WHAT THIS TASK INVOLVES: Can you copy the lines from the one that contains "Reviewer note: every instance of the light gray sofa" through the end of the material below, exactly and with nothing else?

— start of TASK MATERIAL —

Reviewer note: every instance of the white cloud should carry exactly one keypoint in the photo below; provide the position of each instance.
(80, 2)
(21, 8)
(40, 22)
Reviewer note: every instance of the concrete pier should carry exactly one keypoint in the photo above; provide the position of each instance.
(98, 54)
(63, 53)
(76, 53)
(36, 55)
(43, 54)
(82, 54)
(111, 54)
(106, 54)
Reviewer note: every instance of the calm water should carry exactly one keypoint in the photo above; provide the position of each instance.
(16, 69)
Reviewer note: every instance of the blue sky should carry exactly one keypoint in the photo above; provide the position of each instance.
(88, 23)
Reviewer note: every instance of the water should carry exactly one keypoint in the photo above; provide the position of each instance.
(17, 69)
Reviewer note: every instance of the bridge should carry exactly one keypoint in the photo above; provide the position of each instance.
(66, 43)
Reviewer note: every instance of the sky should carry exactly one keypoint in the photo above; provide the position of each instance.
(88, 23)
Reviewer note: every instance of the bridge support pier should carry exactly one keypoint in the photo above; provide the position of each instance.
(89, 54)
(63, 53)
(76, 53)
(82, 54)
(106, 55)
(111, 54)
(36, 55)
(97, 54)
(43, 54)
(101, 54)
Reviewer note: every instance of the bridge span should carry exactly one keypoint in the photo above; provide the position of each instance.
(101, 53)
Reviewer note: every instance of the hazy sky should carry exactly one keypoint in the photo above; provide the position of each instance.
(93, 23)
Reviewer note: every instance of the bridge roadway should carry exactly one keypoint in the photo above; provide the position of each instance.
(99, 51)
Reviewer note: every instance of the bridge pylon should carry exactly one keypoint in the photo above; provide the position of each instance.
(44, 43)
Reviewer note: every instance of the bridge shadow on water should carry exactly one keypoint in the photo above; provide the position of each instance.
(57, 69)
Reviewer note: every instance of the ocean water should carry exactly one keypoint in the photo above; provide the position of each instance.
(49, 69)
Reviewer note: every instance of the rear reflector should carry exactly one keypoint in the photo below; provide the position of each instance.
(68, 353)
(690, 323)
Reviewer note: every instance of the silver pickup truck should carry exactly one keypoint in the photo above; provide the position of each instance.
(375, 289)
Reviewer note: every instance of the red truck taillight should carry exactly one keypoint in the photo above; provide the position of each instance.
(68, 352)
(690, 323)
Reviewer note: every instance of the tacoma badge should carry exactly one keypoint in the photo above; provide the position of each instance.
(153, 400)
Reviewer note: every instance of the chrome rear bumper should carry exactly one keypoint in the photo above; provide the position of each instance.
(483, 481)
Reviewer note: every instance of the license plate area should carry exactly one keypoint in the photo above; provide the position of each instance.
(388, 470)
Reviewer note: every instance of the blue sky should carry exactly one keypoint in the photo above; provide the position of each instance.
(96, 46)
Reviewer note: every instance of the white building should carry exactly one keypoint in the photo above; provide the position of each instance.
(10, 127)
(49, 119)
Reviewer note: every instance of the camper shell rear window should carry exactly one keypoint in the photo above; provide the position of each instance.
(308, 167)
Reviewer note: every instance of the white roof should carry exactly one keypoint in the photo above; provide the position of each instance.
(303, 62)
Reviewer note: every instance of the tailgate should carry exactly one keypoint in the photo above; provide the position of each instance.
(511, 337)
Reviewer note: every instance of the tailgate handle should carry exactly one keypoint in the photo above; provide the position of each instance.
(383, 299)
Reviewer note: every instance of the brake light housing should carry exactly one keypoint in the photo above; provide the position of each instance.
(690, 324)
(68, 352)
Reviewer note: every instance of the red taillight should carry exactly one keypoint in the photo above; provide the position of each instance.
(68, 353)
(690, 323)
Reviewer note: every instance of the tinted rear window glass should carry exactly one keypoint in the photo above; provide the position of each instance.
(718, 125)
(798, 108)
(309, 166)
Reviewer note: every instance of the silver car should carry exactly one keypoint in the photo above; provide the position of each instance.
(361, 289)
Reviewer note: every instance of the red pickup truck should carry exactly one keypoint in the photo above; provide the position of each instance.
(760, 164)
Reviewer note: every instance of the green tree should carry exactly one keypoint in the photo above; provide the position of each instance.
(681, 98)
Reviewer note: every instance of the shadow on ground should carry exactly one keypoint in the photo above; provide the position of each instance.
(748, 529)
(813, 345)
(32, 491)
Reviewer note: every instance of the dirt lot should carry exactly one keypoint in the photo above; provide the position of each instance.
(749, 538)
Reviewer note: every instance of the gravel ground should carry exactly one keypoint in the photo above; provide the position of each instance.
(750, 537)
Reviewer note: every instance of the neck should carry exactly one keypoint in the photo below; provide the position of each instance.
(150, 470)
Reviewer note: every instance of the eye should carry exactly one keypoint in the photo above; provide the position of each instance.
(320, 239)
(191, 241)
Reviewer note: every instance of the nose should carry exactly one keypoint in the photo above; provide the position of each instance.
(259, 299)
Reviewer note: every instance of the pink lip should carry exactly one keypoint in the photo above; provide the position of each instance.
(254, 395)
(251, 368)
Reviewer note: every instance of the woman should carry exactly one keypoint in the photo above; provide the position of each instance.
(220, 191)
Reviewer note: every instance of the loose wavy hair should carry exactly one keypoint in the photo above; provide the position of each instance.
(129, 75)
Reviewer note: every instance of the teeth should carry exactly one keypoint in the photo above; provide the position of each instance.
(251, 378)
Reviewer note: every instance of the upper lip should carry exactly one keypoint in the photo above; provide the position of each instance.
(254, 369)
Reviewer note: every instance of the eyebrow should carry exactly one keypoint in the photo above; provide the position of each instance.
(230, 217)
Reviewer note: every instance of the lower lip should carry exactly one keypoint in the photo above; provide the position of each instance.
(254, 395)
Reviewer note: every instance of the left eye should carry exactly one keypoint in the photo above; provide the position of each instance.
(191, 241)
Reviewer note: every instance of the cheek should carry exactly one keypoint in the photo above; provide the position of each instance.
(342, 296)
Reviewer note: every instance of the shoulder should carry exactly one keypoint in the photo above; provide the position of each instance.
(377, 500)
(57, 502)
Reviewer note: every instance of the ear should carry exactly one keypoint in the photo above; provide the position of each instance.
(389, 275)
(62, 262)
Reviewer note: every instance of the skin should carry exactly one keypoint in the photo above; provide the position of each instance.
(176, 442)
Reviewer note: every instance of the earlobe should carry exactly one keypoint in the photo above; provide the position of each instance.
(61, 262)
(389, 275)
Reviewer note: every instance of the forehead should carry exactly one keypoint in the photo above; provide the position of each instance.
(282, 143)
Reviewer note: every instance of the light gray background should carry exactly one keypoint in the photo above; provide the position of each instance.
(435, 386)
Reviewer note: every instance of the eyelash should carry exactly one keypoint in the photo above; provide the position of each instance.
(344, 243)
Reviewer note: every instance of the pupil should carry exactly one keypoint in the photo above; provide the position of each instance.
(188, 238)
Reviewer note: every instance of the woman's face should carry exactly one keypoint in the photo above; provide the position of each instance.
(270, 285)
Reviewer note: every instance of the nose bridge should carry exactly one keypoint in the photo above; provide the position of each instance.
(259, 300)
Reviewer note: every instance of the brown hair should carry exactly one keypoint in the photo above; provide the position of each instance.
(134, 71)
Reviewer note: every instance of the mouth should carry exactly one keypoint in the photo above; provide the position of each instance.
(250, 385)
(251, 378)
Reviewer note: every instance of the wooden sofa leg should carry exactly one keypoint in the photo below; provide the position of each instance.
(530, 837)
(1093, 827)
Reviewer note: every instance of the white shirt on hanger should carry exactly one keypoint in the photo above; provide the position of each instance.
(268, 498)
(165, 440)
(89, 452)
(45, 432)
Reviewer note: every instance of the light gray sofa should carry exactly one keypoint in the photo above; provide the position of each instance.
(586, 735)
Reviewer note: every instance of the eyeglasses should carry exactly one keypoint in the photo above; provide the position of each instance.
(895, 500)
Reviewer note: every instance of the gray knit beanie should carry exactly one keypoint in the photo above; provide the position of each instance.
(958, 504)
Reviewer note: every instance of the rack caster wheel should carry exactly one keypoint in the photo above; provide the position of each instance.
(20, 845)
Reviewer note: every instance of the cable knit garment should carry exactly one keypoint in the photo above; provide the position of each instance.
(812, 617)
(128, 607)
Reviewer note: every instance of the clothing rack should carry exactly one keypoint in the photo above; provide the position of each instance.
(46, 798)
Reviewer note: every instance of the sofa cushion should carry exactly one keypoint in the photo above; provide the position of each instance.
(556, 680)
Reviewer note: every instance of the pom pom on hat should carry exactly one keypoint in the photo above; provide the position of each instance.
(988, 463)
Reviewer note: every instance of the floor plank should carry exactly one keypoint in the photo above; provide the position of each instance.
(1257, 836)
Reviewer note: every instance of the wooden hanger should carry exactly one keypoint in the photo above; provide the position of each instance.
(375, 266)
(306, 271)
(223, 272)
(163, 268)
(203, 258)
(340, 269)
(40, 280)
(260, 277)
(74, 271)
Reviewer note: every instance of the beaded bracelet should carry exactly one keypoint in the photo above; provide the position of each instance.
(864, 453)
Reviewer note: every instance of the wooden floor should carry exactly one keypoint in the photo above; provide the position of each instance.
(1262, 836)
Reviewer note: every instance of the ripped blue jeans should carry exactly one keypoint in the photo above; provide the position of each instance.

— end of TASK MATERIAL —

SOLUTION TO THIS PROBLEM:
Reviewer note: every instance of the light gray sofa should carry exactly one keypoint in the photo above; provide the position of each instance.
(586, 735)
Reviewer note: every instance of the eyeglasses should carry exactly one keypoint in the photo above; provide the position of each instance.
(895, 500)
Reviewer note: every instance of the gray knit beanie should carry exactly one keypoint in the photo above; provide the position of each instance.
(958, 504)
Reviewer note: every instance of the rack caster wheel should carry exactly one keypoint in the photo above; provide the position of each instance.
(20, 845)
Reviewer note: every instance of the cable knit garment should carry exactly one keypoint in the photo above; provide the position of each instance.
(812, 617)
(128, 607)
Reviewer note: every instance of the clothing rack should carry exactly one keypoint in the photo above; provide the position of each instance.
(46, 798)
Reviewer note: every instance of the sofa cushion should carry exactly one keypoint in the photo above; provide the position of each instance.
(556, 680)
Reviewer note: every instance of the pom pom on hat should carry exactly one keypoint in the photo above; provide the position of each instance.
(988, 463)
Reviewer note: every instance of the floor plank should carry exactly one keypoint in the photo above; provide the position of each instance.
(1257, 836)
Reviewer note: every instance of the wooden hanger should carry exactly one keypoint in the photo above; provide the position of each instance.
(375, 266)
(306, 271)
(223, 272)
(163, 268)
(203, 258)
(340, 269)
(40, 280)
(260, 277)
(74, 271)
Reviewer note: every instance of the beaded bracelet should carry exactly one keypoint in the photo above; provide the position of each instance.
(864, 453)
Reviewer note: every instance of the wooden floor should carry exactly one keypoint in the photo above; provide the position of each instance.
(1262, 836)
Reviewer note: every instance of the ripped blue jeans should carry exactly one keypoint in the photo above; provide the position of each instance.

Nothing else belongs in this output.